Count regex matches

Question

Your task

Given a simple regular expression, you have to count how many strings of length n have a match of length n with the given simple regex. This will just be a subset of regexs. Like, no lookaheads or named groups or recursion or whatever weird things regexs have.

Simple regular expression

For the purposes of this challenge, a regex is said to be simple if, for one, it only contains characters in the ASCII range 32-126. Furthermore, it should only use the following functionalities:

match literal characters, much like the regex abc would only match the string "abc";
match options, like abc|def would match "abc" and "def";
match exactly 0 or 1 occurrence of something, e.g. https? matches "http" and "https";
match 1 or more occurrences of something, e.g. ah+ would match "ah", "ahh", "ahhh", "ahhhh", etc;
match any amount of occurrences of something, e.g. 1* matches "", "1", "11", "111", "1111", etc;
match between n and m occurrences of something, e.g. lo{1,4}l matches only "lol", "lool", "loool" and "looool". If n is ommited, it matches up to m occurrences. If m is ommited, it matches at least n occurrences. Assume at least one of n or m is present;
use () to group, e.g. ab(c|d)ef would match "abcef" and "abdef" (c.f. 2nd item in this list) or (10)+ would match "10", "1010", "101010", "10101010", etc;
use . to match any character (in the ASCII range [32, 126]), so ab. would match "abc", "ab9", "ab)", etc;
use \ to escape the special meaning of a character, e.g. ab? would match "a" and "ab", while ab\? only matches "ab?";
use [] as a group of possible characters. Inside the brackets, all characters lose their special behaviours, except for - and \. This means that, for one, ab[cde] is shorthand for ab(c|d|e) and secondly, ab[?+*] matches "ab?", "ab+" and "ab*"; also related to []:
use - to specify a character range within brackets. The ranges you have to support are a-z, A-Z and 0-9, as well as their subsets, like h-z or 3-8. E.g., the regex ab[c-g] matches "abc", "abd", "abe", "abf" and "abg"; Note that - has no special meaning outside of [] so a-z would only match "a-z".

**Given records:**
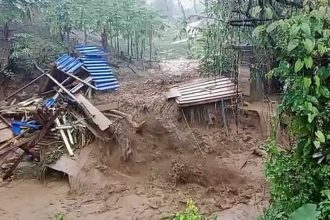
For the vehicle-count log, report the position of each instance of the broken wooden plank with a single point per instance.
(57, 83)
(173, 93)
(68, 131)
(80, 85)
(24, 87)
(129, 119)
(64, 137)
(98, 117)
(5, 120)
(98, 134)
(107, 107)
(3, 125)
(81, 80)
(6, 134)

**Tasks:**
a) Print the rows below the regex challenge verbatim, from the plank-location line through the last coordinate pair, and leave the picture out.
b) Write what comes next in the regex-counting challenge, picking up right after its final sentence.

**Exercise answers:**
a)
For the vehicle-count log, report the position of each instance of the broken wooden plank with a single point per instance.
(57, 83)
(173, 93)
(68, 131)
(80, 85)
(24, 87)
(129, 119)
(64, 137)
(98, 117)
(5, 120)
(98, 134)
(107, 107)
(3, 125)
(81, 80)
(6, 134)

b)
Input

The input for your program/function/routine/etc should be a string representing the regex and an integer n. For the regex, you can further assume:

all characters that show up are in the ASCII range [32, 126]
if {n,m} is used, then \$n \leq m \$
if - is used inside [] then the specified range is well-formed

Output

The number of strings of length n that match the given regex. You only have to account for characters in the ASCII range [32, 126].

Test cases

".*", 0 -> 1
".*", 1 -> 95
".*", 2 -> 9025
".*", 3 -> 857375
".*", 4 -> 81450625
"abc", 2 -> 0
"abc", 4 -> 0
"ab|ac|ad", 2 -> 3
"a(b|c)", 2 -> 2
"hell(o|oo)", 5 -> 1
"https?", 5 -> 1
"ho{1,4}ly", 6 -> 1
"ho{3,}ly", 137 -> 1
"[abcde]{,2}", 2 -> 25
"(10)+", 7 -> 0
"(10)+", 8 -> 1
"ab\?", 3 -> 1
"[t7]h[i1][s5] is c[0o]d[Ee3] g[0oO][l1L]f", 17 -> 432
"\+351 9[1236] [0-9]{3,3} [0-9]{2,2} [0-9][0-9]", 17 -> 40000000
"-", 1 -> 1
"\\", 1 -> 1
"[+?*]", 1 -> 3
"Abc([d-z]*|(.H)+)", 11 -> 5132188812826241
"ab|ab", 2 -> 1
".(.(.(.(.|a))))|hello", 5 -> 7737809375

This is code code-golf so shortest solution in bytes, wins. If you like this challenge, consider upvoting it... And happy golfing!

Suggested test case: one containing {n:m} without n (i.e. "[abcde]{:2}", 2 -> 25) — Kevin Cruijssen
– Kevin Cruijssen, Commented Feb 13, 2020 at 9:30
Was the notion of simple regex an attempt at allowing someone to solve this by other means than brute force? (If yes, I think it's still much too complicated for that, as almost all key features of regular expressions are included.) — Arnauld
– Arnauld, Commented Feb 13, 2020 at 14:32

Community · Accepted Answer · 2020-06-17 09:04:33Z

Java 10, 356 342 284 275 233 225 220 bytes

import java.util.*;List S;r->k->{S=new Stack();p("",k);k=0;for(var p:S)k+=(p+"").matches(r.replaceAll("\\{(,\\d+\\})","{0$1"))?1:0;return k;}void p(String p,int k){if(k<1)S.add(p);else for(char i=32;i<127;)p(p+i++,k-1);}

Works, but way too slow for \$n\geq4\$.

Try it online.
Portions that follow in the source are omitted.